- Record extracts

=======

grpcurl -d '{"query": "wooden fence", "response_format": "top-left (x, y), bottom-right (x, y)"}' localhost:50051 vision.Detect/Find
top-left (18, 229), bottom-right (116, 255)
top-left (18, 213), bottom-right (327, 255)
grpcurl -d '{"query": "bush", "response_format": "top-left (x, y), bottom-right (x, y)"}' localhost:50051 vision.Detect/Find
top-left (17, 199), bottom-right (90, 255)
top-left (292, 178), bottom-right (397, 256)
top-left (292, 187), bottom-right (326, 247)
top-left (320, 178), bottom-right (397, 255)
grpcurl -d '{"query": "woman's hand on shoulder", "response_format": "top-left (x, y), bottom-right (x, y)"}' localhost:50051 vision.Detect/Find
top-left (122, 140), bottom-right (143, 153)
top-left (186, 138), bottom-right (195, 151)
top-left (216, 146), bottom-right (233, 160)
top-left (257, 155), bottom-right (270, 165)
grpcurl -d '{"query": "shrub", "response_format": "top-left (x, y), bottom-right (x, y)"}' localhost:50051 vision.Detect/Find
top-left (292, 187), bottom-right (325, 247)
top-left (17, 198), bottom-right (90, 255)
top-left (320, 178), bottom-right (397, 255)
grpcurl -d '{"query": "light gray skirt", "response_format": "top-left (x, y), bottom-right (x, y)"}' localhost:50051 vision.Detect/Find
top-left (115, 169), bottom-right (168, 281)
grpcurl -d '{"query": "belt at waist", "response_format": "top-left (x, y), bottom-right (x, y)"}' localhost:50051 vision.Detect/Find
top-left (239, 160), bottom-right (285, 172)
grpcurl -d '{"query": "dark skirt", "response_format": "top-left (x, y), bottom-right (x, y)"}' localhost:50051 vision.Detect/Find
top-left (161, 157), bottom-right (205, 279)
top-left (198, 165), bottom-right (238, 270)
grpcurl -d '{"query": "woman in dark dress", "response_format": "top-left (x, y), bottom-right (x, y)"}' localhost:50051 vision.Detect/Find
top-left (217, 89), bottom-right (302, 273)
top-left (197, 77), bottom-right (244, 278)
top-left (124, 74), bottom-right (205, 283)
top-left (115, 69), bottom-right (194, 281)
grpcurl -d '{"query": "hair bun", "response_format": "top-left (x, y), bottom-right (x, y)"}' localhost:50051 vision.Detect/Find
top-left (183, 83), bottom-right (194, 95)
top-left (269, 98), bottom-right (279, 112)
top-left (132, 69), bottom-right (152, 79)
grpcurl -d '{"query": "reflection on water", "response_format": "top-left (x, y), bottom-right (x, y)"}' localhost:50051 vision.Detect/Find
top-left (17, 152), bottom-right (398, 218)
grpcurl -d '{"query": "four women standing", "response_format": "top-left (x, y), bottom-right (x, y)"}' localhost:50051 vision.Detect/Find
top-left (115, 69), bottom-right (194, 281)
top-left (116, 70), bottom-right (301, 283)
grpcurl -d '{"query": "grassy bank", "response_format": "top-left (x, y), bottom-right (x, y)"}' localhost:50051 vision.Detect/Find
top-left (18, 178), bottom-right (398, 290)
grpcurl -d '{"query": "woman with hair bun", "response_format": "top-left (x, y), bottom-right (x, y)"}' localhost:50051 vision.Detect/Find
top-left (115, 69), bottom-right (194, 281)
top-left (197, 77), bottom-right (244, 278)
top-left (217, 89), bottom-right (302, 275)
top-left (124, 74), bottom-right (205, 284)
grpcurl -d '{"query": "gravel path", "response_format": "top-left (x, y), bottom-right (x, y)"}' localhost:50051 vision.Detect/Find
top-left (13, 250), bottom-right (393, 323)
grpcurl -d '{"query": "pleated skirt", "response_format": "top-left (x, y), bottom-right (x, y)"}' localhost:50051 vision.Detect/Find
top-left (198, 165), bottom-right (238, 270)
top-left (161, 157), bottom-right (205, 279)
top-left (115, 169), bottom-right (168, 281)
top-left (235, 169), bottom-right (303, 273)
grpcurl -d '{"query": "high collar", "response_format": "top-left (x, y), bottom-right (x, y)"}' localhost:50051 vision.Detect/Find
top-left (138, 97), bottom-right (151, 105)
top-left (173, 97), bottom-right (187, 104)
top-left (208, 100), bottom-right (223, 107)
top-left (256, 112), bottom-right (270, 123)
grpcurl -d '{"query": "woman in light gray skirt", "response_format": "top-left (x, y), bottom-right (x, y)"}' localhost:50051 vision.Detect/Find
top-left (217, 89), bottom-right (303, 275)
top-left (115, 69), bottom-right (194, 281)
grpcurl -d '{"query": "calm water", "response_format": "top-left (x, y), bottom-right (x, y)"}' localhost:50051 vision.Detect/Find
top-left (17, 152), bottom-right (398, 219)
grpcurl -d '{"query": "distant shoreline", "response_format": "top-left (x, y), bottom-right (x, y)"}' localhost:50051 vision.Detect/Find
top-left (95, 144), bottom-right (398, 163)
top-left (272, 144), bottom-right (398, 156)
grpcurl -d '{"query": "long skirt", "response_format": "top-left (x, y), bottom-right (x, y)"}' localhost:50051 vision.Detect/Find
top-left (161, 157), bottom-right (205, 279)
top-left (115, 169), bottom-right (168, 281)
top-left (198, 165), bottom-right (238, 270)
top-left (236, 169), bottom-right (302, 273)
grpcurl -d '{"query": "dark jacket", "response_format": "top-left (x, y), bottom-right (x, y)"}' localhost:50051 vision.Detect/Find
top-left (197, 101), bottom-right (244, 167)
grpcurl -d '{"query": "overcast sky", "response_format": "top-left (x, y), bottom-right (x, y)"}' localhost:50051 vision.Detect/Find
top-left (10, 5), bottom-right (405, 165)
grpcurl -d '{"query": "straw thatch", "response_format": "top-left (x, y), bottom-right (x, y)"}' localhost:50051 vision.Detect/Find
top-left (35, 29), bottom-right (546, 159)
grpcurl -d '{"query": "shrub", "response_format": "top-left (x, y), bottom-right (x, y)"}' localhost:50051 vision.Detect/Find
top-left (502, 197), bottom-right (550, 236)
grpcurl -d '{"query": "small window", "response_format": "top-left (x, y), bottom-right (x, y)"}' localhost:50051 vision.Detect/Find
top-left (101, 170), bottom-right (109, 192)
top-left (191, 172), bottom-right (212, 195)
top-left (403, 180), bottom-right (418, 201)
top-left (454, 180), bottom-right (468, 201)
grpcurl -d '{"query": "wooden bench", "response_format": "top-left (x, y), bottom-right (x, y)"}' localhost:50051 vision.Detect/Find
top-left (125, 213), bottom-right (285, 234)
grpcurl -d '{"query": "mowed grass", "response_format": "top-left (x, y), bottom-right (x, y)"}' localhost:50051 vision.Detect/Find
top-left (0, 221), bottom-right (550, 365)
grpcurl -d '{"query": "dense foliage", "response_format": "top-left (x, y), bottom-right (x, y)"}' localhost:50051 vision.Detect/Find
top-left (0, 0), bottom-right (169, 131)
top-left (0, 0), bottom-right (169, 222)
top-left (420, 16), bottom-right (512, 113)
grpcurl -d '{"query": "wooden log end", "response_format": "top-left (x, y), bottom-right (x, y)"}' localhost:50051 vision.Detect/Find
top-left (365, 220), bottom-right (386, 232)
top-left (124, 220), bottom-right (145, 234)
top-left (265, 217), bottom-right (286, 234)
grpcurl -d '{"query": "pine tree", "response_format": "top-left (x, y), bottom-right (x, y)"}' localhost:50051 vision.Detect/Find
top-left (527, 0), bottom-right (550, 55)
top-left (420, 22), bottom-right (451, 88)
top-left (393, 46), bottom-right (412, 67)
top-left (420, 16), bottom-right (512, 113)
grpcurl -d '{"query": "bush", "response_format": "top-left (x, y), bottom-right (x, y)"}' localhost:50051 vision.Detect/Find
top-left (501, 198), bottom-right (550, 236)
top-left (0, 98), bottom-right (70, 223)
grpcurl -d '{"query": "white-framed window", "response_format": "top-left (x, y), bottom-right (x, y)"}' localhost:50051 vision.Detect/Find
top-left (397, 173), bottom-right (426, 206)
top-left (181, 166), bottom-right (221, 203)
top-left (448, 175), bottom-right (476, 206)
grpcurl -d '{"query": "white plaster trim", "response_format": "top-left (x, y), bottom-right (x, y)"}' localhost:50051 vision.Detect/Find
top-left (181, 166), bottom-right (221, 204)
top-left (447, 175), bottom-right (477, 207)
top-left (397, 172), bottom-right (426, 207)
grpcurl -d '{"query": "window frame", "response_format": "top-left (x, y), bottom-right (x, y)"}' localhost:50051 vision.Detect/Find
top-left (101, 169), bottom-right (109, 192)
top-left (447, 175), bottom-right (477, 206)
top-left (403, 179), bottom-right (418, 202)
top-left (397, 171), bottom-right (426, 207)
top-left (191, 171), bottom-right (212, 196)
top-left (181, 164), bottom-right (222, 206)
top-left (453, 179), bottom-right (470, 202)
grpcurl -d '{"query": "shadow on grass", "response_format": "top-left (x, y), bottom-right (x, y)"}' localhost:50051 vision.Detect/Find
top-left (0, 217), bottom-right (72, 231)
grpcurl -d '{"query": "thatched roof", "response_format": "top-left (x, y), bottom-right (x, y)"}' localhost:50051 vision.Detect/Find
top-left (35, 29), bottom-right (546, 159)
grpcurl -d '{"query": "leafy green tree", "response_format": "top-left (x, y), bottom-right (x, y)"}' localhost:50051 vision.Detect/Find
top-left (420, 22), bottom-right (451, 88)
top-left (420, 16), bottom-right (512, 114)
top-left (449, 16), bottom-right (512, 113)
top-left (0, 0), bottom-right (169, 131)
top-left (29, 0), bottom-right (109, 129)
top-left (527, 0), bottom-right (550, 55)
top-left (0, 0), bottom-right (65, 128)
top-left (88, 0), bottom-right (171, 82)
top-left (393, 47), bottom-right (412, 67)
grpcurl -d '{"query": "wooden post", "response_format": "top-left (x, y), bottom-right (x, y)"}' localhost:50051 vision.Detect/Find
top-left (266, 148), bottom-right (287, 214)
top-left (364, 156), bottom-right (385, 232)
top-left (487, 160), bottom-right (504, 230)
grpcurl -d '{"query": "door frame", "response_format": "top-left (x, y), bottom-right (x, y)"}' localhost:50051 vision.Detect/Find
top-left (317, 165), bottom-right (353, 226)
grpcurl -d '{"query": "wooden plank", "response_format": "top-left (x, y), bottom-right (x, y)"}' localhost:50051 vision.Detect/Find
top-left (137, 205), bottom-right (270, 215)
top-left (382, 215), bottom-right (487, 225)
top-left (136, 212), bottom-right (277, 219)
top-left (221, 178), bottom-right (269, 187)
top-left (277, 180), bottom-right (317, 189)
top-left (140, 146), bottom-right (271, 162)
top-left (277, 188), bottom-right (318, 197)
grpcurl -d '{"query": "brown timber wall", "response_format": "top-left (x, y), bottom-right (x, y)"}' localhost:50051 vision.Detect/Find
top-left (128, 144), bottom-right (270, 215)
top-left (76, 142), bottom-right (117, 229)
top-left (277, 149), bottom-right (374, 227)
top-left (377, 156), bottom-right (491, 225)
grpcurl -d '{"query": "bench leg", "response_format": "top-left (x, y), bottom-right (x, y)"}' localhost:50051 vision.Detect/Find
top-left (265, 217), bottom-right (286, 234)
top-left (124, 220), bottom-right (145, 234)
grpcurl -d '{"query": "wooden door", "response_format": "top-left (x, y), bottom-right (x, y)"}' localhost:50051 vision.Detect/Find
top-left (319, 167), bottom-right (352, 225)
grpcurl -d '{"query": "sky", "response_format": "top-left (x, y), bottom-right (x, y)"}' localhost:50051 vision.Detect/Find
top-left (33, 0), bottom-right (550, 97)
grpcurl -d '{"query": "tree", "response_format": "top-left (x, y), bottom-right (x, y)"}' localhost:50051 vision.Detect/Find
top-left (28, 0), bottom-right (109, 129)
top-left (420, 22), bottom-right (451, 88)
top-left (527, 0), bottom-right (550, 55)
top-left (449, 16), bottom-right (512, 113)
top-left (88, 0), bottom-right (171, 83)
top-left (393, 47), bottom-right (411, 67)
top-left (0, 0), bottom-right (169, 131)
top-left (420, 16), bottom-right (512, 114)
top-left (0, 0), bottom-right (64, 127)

=======

- Work to do
Reproduce word for word the records above, from the first line through the line containing "top-left (18, 213), bottom-right (327, 255)", both included.

- Answer to the problem
grpcurl -d '{"query": "wooden fence", "response_format": "top-left (x, y), bottom-right (x, y)"}' localhost:50051 vision.Detect/Find
top-left (18, 229), bottom-right (116, 255)
top-left (18, 213), bottom-right (327, 255)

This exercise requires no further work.